[Given passage]:
------------------------------------------------------------

Walk the southern coast at sunset and you will see the postcard version of Sri Lanka. Surfboards. Boutique villas. Avocado toast. Card-only cafés. Ask a few local hoteliers what they think and the postcard fades.
There is a claim spreading fast across coastal districts: that foreigners arrive on tourist visas, fast-track paperwork through local intermediaries, operate guesthouses under nominee structures, collect card payments routed offshore, and remit profits out of Sri Lanka without meaningful tax or foreign-exchange capture.
It is a powerful allegation. Is it true?
The Visa Question
Under Sri Lankan law, a tourist visa does not permit employment or business operation. Foreign nationals wishing to operate enterprises must obtain appropriate investor visas, BOI approvals, or company registrations.
Yet immigration enforcement in Sri Lanka has historically been uneven.
Are some individuals operating businesses while technically on tourist status? Have overstays been systematically audited?
How many prosecutions have followed?
If the Government knows, it has not published the numbers. Silence breeds suspicion.
The Nominee Structure Puzzle
Here is where the issue becomes murkier.
A Sri Lankan citizen can legally register a company. A foreign partner can legally invest capital. Profits can legally be repatriated as dividends if taxes are paid. None of that is unlawful.

------------------------------------------------------------

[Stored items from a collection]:
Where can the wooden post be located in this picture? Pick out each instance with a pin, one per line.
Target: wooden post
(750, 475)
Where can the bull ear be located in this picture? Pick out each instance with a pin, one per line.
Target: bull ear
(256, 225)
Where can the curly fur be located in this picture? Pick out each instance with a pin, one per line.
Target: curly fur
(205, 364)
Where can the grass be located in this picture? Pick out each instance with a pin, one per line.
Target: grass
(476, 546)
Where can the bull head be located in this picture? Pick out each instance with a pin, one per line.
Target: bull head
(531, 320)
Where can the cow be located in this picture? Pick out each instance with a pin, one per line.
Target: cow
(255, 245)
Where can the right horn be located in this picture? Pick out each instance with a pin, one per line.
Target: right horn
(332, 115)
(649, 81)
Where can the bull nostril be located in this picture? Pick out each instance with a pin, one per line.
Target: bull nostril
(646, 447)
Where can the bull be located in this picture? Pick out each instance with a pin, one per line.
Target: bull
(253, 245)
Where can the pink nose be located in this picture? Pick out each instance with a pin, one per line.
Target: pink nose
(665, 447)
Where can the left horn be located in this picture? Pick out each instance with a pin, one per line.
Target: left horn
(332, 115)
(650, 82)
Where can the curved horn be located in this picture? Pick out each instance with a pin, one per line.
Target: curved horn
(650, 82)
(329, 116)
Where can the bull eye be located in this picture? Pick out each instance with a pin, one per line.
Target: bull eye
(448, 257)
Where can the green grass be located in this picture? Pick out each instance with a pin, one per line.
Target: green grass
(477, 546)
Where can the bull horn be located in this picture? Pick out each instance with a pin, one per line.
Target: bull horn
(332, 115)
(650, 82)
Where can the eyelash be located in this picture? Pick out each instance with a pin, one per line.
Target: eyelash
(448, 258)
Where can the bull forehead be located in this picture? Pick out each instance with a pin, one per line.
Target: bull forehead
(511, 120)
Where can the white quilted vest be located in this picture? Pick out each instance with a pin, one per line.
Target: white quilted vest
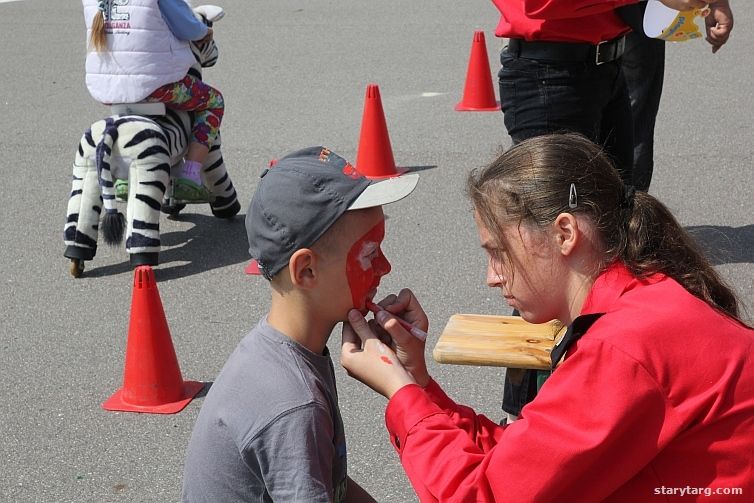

------------------------------------------------------------

[The task]: Copy the part of the Sri Lanka tourism passage from "It is a powerful" up to and including "issue becomes murkier.", word for word.

[Answer]:
It is a powerful allegation. Is it true?
The Visa Question
Under Sri Lankan law, a tourist visa does not permit employment or business operation. Foreign nationals wishing to operate enterprises must obtain appropriate investor visas, BOI approvals, or company registrations.
Yet immigration enforcement in Sri Lanka has historically been uneven.
Are some individuals operating businesses while technically on tourist status? Have overstays been systematically audited?
How many prosecutions have followed?
If the Government knows, it has not published the numbers. Silence breeds suspicion.
The Nominee Structure Puzzle
Here is where the issue becomes murkier.